新冠病毒分型和突变分析(SARS-CoV2_ARTIC_Illumina)

2023-02-03 16:45:59 浏览数 (1)

新冠病毒分型和突变分析(SARS-CoV2_ARTIC_Illumina)

一. 本文适用于使用Artic扩增子扩增,Illumina双端测序,用于分析新冠病毒突变及分型鉴定

二. 概览:按照惯例,先上一张概览图

概览图概览图

流程输入

SRR22216743_1.fastq.gz SRR22216743_2.fastq.gz 测试数据下载 NYC SARS-CoV-2 genome sequencing from human nasopharyngeal swabs** 1 ILLUMINA (Illumina HiSeq 2000) run: 28,721 spots, 5.8M bases, 1.8Mb downloads 使用NCBI官方工具sra-toolkit拆分成fastq.gz文件 fastq-dump SRR22216743 --split-3 --gzip 得到SRR22216743_1.fastq.gz SRR22216743_2.fastq.gz 参考文件,默认路径/opt/ref下 Artic-ncov2019 artic-ncov2019 primer&参考序列 GCF_009858895.2_ASM985889v3_genomic.gff GFF文件 分析流程文件(可一键导入sliverworkspace运行)及报告文件,conda环境文件下载,导入操作

运行环境

docker image based on ubuntu21.04 Conda Mamba(默认使用清华源) ssh

分析软件

- fastp=0.23.2 - fastqc=0.11.9 - multiqc=1.13 - bwa=0.7.17 - minimap2=2.24 - samtools=1.16.1 - ivar=1.3.1 - quast=5.2.0 - pangolin=4.1.3

输出结果

multiqc_report.html 测序数据trim前后质量数据 SRR22216743.samcov.tsv reads数量,覆盖度,测序深度,baseQ mapQ quast输出分析结果:alignment_viewer.html contig_size_viewer.html (拼接序列情况)report.html 按照序列一致性组装的新冠病毒序列 SRR22216743.consensus.fa Panglin 根据组装的序列分析得出病毒分型信息 lineage_report.csv samtools,ivar 根据primertrim.bam获的新冠病毒突变信息,过滤后得到 SRR22216743_variantsfiltered.tsv

环境搭建: 为了快速完成环境搭建,节省95%以上时间。

本文使用docker conda (mamba) 作为基础分析环境,镜像获取:docker/docker-compoes 的安装及镜像构建见《基于docker的生信基础环境镜像构建》,docker镜像基于ubuntu21.04构建,并安装有conda/mamba,ssh服务。并尝试初次运行时初始化安装所需软件下载所需文件(作为代价首次运行时间会较长,切需网络通畅),即实现自动初始化的分析流程。

备注:docker运行的操作系统,推荐为Linux,windows,macOS系统改下docker可能部分功能(网络)不能正常运行

代码语言:javascript复制
 # 拉取docker镜像
 docker     pull     doujiangbaozi/sliverworkspace:latest
 ​
 # 查看docker 镜像
 docker     images
基础环境配置,docker-compose.yml 配置文件,可以根据需要自行修改调整
代码语言:javascript复制
 version: "3"

====

练习要求:
根据新冠病毒分型和突变分析一文,回答下列问题:
(a) 参考文件默认放在哪个路径下?
(b) 所用的docker镜像基于哪个操作系统版本构建?
(c) 分析软件中pangolin的版本号是多少?

所给数据:
====

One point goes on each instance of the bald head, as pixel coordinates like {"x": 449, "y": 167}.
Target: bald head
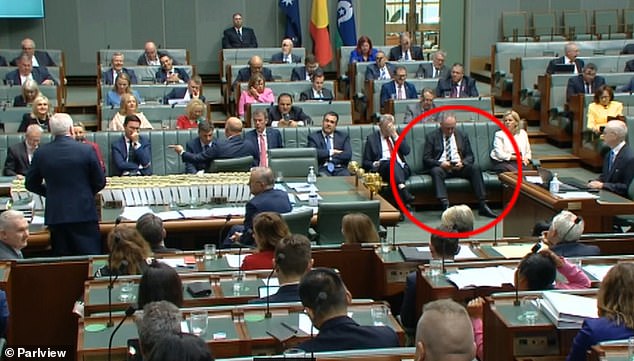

====

参考答案:
(a) /opt/ref
(b) ubuntu21.04
(c) 4.1.3